• Using the information:
a) Transcribe the part of the blog post starting at "I know it is" and ending at "on my mind.".
b) According to the blog post, how much money had been raised so far?

Wednesday, February 11, 2009

What it is to be a Mom

As we hit $2020 in funds raised so far, I have to sit back and take a deep breath....all this in just a few short weeks! It is amazing to me that one simple thought turned into an idea that lead me to this place in time. I'm going to run a marathon! When really only a few years ago it was all I could do to just get through the day.

As I journal through this training and writing my random thoughts I will be reflecting back on the trials and tribulations of the past 10 years, through my struggles and my grief. What I struggle with as a mother and that special bond with a child.

I guess the 10 year anniversary of Johnathon's passing has really in some way ignited all this, but I think it was well over due. The process of my own healing has been long over due. I'm not sure what it took really, all I know that it was time. I talk about John and his cancer and his life as if it was only a few years ago, then one day I realized...it has been 10 years!! 10 years and I am still holding on so tightly to him.

I know it is not about "letting go" or "moving on" but I somehow feel as if I have been stuck and I'm unable to be the sort of mother to my children now that I was to Johnathon then. I'm not sure if that makes sense or not, but it is something that has been weighing heavily on my mind.

Records excerpted from a collection:
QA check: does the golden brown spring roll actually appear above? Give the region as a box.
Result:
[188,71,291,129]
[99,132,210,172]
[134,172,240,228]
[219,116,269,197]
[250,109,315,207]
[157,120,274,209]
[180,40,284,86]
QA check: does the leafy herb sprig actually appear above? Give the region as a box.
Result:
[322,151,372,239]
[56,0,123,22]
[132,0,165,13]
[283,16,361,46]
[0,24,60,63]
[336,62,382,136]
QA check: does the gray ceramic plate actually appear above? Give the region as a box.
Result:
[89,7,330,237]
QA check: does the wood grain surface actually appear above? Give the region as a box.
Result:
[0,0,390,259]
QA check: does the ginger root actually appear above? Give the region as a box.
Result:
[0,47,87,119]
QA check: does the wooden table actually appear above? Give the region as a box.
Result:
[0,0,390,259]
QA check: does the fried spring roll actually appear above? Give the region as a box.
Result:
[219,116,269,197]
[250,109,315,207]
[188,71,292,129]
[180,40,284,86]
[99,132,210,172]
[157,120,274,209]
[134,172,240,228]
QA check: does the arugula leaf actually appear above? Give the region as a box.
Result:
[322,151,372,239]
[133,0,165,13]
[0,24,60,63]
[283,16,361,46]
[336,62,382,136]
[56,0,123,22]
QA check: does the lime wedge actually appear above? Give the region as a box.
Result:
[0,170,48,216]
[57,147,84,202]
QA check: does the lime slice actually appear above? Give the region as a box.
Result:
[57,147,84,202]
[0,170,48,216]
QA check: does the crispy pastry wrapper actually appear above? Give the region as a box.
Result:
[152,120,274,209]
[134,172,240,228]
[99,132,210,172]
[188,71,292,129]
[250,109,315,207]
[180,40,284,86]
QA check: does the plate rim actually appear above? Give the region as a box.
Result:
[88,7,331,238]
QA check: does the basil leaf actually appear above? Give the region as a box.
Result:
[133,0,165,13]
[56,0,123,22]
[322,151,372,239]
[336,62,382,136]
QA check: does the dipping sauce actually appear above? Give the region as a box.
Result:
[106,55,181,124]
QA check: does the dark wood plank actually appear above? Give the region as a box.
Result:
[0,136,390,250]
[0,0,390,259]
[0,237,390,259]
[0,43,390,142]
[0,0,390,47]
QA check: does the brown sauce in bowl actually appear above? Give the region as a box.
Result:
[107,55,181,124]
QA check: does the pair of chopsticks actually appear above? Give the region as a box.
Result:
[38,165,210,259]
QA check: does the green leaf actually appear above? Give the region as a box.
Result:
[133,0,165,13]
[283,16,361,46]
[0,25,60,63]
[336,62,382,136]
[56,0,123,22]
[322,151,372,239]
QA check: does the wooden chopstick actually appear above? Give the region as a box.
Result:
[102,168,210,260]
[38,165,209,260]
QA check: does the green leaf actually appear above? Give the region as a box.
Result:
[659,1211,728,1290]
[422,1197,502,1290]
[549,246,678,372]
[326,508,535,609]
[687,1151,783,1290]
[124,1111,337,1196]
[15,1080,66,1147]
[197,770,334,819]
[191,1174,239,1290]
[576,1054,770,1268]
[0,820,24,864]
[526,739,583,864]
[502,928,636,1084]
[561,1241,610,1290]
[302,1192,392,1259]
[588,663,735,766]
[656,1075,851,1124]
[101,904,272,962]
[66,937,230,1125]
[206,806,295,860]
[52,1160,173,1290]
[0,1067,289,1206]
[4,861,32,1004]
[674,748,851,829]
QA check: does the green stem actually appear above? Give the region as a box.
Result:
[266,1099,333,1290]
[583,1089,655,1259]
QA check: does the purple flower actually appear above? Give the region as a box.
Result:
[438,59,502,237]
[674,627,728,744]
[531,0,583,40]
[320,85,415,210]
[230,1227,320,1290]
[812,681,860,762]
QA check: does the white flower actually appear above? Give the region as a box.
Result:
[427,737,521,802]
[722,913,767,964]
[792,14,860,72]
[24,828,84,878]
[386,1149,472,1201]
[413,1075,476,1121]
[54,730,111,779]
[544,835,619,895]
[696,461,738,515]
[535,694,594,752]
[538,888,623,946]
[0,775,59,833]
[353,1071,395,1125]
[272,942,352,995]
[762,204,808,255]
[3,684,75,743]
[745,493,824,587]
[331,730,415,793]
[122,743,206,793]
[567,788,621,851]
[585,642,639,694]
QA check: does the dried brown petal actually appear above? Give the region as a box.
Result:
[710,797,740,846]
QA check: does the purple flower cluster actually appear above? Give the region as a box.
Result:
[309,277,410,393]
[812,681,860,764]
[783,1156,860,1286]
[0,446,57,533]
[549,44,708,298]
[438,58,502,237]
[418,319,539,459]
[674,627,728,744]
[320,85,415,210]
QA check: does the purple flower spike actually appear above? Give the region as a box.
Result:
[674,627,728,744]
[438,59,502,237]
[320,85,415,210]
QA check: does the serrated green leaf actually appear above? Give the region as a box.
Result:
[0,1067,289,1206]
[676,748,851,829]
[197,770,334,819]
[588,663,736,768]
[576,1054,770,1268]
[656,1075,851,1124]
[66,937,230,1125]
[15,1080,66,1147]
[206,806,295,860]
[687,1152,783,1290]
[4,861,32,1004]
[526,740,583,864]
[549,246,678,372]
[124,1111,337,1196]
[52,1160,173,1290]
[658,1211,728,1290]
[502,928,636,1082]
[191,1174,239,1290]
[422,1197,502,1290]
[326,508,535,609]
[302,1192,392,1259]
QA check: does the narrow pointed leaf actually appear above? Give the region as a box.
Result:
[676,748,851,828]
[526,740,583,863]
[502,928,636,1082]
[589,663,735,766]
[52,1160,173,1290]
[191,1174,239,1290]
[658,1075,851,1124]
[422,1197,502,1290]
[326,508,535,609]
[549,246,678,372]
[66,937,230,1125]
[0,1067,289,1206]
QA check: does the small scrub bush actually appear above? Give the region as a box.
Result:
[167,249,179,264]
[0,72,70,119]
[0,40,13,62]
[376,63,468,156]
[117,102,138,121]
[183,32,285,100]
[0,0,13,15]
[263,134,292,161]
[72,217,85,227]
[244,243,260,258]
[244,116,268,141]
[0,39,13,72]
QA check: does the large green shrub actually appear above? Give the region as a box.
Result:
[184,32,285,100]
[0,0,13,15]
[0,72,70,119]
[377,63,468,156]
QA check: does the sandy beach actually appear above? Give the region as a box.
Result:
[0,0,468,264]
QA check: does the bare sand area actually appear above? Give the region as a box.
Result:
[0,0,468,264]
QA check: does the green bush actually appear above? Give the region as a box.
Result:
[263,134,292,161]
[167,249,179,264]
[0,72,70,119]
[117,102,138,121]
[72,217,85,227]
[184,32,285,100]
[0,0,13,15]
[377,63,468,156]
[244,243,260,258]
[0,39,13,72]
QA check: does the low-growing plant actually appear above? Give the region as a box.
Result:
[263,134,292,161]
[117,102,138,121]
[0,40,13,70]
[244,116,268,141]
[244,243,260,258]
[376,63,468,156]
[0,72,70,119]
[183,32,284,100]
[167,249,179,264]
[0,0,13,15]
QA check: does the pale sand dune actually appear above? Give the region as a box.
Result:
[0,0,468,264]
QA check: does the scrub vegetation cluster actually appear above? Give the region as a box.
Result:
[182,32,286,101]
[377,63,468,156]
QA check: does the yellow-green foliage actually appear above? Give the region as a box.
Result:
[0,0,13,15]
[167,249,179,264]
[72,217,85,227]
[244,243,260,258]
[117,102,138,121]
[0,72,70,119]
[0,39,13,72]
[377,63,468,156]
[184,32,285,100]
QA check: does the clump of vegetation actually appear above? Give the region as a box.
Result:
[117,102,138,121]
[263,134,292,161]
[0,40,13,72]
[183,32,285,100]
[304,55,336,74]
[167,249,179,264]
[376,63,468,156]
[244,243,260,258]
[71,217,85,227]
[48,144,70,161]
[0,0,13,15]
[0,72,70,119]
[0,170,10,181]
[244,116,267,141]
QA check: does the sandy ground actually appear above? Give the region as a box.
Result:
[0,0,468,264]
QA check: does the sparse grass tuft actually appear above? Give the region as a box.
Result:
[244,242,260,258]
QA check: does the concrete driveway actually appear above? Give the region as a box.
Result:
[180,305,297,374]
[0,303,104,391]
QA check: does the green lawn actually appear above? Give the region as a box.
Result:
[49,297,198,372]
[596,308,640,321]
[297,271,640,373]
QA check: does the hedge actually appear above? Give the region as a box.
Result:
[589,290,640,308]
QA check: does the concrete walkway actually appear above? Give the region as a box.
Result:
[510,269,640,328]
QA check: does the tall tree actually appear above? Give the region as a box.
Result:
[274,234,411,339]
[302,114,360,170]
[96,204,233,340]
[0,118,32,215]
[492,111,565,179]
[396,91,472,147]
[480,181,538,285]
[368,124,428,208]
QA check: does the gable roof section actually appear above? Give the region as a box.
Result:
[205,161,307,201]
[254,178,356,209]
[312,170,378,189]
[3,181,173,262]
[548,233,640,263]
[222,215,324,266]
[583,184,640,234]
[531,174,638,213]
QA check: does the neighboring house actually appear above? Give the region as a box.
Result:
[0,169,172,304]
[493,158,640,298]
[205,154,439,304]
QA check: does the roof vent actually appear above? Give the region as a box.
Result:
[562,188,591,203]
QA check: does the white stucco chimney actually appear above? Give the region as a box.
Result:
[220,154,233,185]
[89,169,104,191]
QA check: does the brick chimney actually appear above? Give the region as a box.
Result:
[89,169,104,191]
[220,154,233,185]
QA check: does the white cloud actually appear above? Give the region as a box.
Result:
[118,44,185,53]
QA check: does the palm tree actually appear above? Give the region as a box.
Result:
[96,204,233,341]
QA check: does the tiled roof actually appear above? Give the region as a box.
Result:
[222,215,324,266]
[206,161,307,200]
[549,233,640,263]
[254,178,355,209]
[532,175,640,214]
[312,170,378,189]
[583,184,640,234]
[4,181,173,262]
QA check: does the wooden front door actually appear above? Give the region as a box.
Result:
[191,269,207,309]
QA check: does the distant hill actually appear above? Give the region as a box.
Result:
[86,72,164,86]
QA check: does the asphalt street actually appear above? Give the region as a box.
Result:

• Solutions to the exercise:
a)
I know it is not about "letting go" or "moving on" but I somehow feel as if I have been stuck and I'm unable to be the sort of mother to my children now that I was to Johnathon then. I'm not sure if that makes sense or not, but it is something that has been weighing heavily on my mind.

b) $2020